● Exercise data:
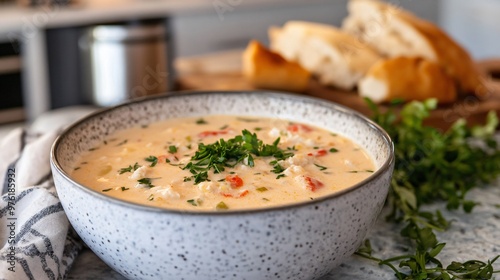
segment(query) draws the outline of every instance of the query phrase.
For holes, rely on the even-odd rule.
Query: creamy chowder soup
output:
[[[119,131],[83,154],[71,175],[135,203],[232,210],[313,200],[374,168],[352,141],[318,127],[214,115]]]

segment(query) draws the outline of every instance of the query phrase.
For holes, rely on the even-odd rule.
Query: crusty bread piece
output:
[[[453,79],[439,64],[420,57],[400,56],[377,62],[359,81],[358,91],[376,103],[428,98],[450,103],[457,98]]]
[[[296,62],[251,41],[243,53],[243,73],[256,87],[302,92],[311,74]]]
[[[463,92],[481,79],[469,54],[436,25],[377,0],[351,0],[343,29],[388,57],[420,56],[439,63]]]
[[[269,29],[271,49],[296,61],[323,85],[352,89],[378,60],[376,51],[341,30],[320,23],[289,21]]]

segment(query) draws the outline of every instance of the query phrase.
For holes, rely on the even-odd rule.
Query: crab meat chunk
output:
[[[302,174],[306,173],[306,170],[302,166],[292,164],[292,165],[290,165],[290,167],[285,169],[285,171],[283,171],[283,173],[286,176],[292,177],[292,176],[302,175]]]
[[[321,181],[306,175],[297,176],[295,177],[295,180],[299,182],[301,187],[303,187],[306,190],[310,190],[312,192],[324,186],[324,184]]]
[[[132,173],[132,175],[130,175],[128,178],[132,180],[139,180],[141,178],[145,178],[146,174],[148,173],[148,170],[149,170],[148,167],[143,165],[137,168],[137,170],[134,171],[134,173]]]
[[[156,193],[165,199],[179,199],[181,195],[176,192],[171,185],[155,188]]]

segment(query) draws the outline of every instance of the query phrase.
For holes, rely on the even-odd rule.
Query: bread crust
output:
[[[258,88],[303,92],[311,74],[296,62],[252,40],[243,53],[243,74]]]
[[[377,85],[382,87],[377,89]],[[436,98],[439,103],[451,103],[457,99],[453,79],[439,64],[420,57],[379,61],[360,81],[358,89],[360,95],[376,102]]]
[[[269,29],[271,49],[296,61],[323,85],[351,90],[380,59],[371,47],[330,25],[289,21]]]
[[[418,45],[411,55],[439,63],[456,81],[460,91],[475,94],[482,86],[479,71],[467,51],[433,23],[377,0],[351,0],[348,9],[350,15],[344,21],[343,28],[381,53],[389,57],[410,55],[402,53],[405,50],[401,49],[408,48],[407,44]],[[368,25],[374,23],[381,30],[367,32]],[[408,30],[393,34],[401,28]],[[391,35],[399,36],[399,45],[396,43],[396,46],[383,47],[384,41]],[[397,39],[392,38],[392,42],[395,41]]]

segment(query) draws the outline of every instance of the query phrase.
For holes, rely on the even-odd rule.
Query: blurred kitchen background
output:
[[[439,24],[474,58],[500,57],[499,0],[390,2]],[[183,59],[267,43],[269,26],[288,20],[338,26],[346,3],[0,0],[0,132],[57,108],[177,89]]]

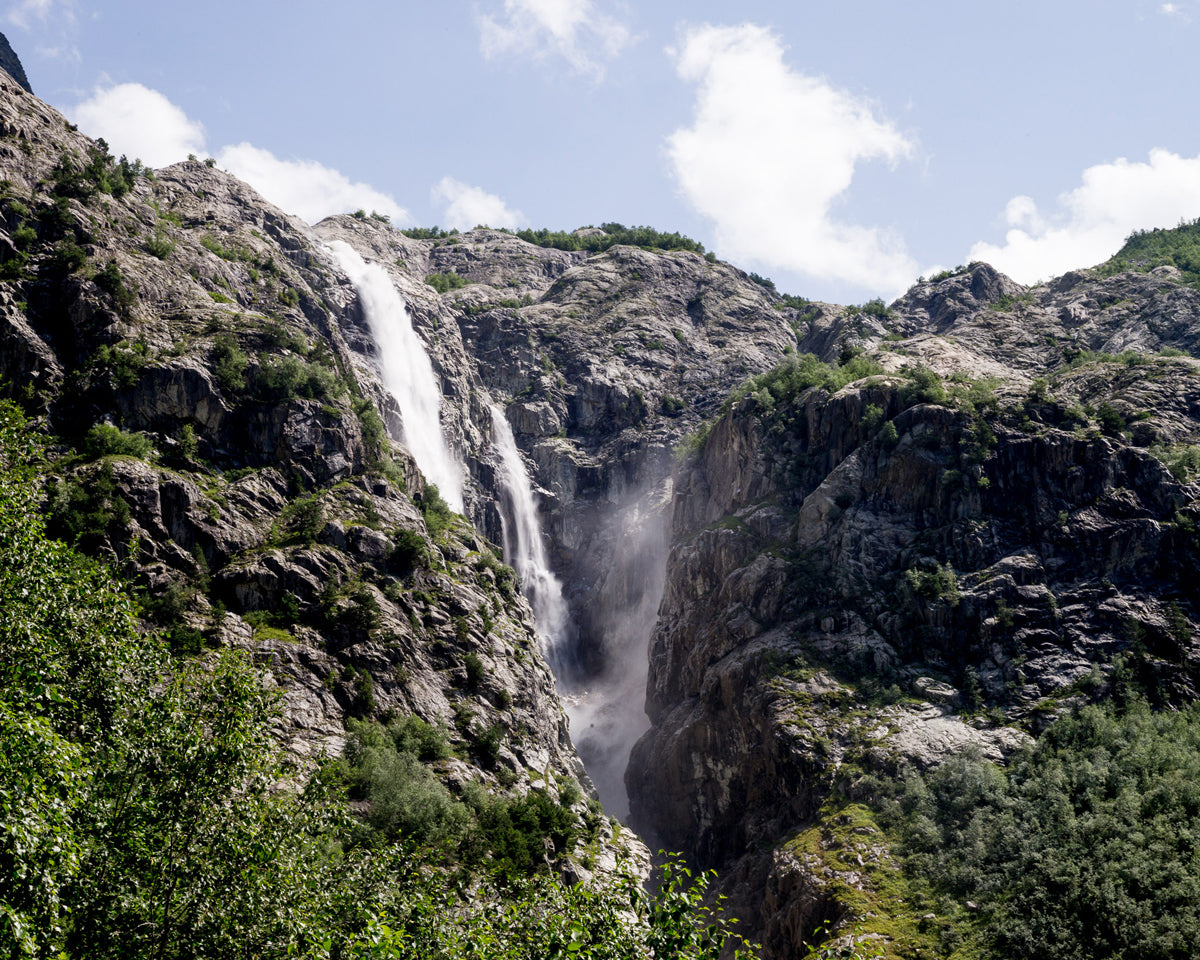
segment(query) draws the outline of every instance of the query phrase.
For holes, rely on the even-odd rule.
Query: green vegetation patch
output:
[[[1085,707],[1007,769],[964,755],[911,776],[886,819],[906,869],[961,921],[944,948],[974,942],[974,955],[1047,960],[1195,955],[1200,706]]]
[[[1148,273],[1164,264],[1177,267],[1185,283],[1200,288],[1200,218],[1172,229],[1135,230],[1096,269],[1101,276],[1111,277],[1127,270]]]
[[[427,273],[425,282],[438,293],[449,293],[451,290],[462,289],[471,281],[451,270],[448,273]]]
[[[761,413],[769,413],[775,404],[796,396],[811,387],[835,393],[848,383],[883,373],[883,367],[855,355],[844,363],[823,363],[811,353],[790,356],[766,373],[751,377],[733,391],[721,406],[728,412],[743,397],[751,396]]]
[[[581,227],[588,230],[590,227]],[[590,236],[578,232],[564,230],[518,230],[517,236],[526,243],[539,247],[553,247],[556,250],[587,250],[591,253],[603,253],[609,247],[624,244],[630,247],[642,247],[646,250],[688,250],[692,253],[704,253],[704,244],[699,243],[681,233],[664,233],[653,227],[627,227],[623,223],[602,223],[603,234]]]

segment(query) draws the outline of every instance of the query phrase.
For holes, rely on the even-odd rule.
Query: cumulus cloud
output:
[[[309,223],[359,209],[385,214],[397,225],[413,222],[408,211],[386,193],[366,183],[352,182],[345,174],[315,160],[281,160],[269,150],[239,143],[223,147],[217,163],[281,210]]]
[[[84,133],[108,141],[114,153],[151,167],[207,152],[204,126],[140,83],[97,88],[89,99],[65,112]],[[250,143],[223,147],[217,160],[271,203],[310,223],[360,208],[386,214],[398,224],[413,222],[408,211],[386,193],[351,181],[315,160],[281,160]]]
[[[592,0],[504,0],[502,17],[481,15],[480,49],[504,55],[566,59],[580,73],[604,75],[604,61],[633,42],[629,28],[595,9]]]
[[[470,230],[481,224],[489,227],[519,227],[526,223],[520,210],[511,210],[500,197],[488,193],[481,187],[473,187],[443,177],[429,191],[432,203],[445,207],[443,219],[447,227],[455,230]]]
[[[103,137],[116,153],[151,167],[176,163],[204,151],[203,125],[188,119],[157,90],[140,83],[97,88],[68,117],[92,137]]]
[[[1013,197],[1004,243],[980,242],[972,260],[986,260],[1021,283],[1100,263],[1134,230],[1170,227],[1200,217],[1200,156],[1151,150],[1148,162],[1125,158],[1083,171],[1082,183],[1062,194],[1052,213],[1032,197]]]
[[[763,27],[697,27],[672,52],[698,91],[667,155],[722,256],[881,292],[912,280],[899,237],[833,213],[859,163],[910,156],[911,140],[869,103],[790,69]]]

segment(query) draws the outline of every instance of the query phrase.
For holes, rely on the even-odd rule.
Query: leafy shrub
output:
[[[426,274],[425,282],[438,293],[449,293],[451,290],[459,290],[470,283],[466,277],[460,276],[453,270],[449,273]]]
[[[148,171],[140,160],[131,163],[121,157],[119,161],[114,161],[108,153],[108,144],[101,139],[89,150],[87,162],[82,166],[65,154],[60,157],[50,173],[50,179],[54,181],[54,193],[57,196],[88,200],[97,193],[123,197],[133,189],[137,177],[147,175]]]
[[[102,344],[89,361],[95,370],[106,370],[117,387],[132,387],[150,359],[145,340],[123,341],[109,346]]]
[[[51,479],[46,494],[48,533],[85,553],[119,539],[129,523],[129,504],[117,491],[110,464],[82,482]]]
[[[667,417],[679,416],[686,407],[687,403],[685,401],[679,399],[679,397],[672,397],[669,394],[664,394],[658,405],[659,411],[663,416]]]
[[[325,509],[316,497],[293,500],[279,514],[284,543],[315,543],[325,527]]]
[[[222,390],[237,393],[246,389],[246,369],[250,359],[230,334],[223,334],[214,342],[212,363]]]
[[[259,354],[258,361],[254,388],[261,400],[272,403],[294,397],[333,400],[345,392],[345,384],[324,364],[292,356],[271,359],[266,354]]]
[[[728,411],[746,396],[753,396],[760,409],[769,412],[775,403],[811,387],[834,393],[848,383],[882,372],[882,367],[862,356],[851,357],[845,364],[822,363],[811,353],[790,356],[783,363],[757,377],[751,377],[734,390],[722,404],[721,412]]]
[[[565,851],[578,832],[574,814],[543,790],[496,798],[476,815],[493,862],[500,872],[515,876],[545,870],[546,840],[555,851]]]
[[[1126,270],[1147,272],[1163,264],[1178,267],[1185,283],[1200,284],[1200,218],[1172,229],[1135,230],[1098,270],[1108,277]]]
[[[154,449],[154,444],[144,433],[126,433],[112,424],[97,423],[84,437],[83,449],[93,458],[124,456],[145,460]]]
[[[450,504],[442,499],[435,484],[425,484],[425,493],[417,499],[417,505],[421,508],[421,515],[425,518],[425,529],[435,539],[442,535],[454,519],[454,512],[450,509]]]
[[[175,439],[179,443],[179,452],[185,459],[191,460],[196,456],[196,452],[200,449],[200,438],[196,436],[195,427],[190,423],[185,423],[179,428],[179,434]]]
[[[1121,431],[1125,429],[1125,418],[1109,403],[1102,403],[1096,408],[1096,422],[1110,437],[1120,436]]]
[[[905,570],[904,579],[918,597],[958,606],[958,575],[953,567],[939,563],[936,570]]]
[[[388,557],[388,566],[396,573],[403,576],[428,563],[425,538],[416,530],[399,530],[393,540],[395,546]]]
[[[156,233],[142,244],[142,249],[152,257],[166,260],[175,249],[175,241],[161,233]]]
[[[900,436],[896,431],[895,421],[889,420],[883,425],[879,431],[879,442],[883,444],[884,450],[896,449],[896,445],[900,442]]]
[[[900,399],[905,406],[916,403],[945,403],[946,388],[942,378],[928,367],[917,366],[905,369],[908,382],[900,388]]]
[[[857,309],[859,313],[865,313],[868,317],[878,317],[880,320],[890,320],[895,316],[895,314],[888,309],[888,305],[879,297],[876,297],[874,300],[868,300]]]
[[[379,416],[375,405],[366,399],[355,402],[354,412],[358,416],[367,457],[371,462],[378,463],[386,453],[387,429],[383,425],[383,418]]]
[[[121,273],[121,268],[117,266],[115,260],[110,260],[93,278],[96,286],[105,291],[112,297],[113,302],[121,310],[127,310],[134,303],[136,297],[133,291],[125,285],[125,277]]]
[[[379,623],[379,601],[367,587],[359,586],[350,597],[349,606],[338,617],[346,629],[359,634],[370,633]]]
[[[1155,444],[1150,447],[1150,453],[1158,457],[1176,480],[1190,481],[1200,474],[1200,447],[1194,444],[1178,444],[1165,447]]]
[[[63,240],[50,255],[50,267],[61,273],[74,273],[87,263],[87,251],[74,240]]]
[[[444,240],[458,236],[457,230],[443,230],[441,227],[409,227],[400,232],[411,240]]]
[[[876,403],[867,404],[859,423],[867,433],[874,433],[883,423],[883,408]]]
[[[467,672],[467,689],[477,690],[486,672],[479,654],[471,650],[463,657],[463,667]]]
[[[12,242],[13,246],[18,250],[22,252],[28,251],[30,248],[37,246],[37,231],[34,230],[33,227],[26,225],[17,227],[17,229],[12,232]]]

● Instructions for the task:
Reproduce exactly the lines above that run from the one with "Query: blurred kitchen background" to the one with "Query: green vegetation patch", both included, leaving pictures out.

● Answer to this problem:
Query: blurred kitchen background
output:
[[[439,24],[474,58],[500,57],[499,0],[390,2]],[[183,59],[267,43],[269,26],[288,20],[338,26],[346,3],[0,0],[0,132],[57,108],[177,89]]]

segment(query) draws the outline of every instance of the query phrase.
For holes, rely on the even-odd rule.
Query: green vegetation patch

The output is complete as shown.